== RECORDS TO PROCESS

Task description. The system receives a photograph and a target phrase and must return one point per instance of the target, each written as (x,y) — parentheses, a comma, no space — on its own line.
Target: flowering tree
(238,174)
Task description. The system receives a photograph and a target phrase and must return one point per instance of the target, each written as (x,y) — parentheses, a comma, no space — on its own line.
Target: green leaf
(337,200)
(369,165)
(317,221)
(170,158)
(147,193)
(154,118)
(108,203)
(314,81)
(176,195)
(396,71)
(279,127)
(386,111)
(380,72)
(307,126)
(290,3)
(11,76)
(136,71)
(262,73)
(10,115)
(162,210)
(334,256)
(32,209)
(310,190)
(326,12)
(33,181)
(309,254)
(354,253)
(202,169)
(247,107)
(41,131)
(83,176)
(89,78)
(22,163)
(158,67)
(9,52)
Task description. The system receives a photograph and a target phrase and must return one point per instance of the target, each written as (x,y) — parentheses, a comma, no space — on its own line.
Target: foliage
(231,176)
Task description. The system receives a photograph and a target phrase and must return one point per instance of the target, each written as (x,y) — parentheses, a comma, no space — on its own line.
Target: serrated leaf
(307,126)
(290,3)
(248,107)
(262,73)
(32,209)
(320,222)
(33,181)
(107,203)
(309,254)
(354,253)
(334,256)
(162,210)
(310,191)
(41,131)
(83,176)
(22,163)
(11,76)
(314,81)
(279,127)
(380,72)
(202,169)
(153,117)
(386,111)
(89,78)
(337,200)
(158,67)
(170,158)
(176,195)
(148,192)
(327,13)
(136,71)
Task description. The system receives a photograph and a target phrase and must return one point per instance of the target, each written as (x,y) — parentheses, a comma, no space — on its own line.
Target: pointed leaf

====

**WORK INSTRUCTIONS:** The data is to be given again in full, with every line exact.

**ANSWER BOX:**
Task description. The system receives a photograph and a target phrase and must return one point per instance of the target, each written as (x,y) — parentheses, a comma, no space — on its own line.
Target: flowering tree
(238,174)
Task description. The system receives a photograph and a target phrase and must return one point per instance of the target, each written as (x,y) — parentheses, a comma, no space — on its own line.
Target: green leaf
(337,200)
(369,165)
(317,221)
(170,158)
(147,193)
(154,118)
(108,203)
(314,81)
(176,195)
(396,71)
(279,127)
(386,111)
(380,72)
(307,126)
(290,3)
(11,76)
(136,71)
(262,73)
(10,115)
(162,210)
(334,256)
(32,209)
(310,190)
(326,12)
(33,181)
(309,254)
(354,253)
(202,169)
(247,107)
(41,131)
(83,176)
(89,78)
(22,163)
(158,67)
(9,52)
Task description. The system receives a photograph and a target phrase and must return one point per instance of the target, each written as (x,y) — parentheses, a comma, no space — on its own line.
Target: foliage
(231,176)
Task description. The system receives a photograph and a target phrase and must return one point per instance of the target, each written as (x,y) — parentheses, a comma, no space — on its own line.
Target: serrated leaf
(307,126)
(290,3)
(248,107)
(262,73)
(32,209)
(320,222)
(33,181)
(107,203)
(309,254)
(354,253)
(334,256)
(162,210)
(310,191)
(41,131)
(83,176)
(22,163)
(11,76)
(314,81)
(279,127)
(380,72)
(202,169)
(153,117)
(386,111)
(89,78)
(337,200)
(158,67)
(170,158)
(176,195)
(148,192)
(327,13)
(136,71)
Task description. The system receives a photograph and a target phrase and must return one point per instance of the target, each written as (x,y) — parentheses, a comma, no space — on its own line.
Target: pointed leaf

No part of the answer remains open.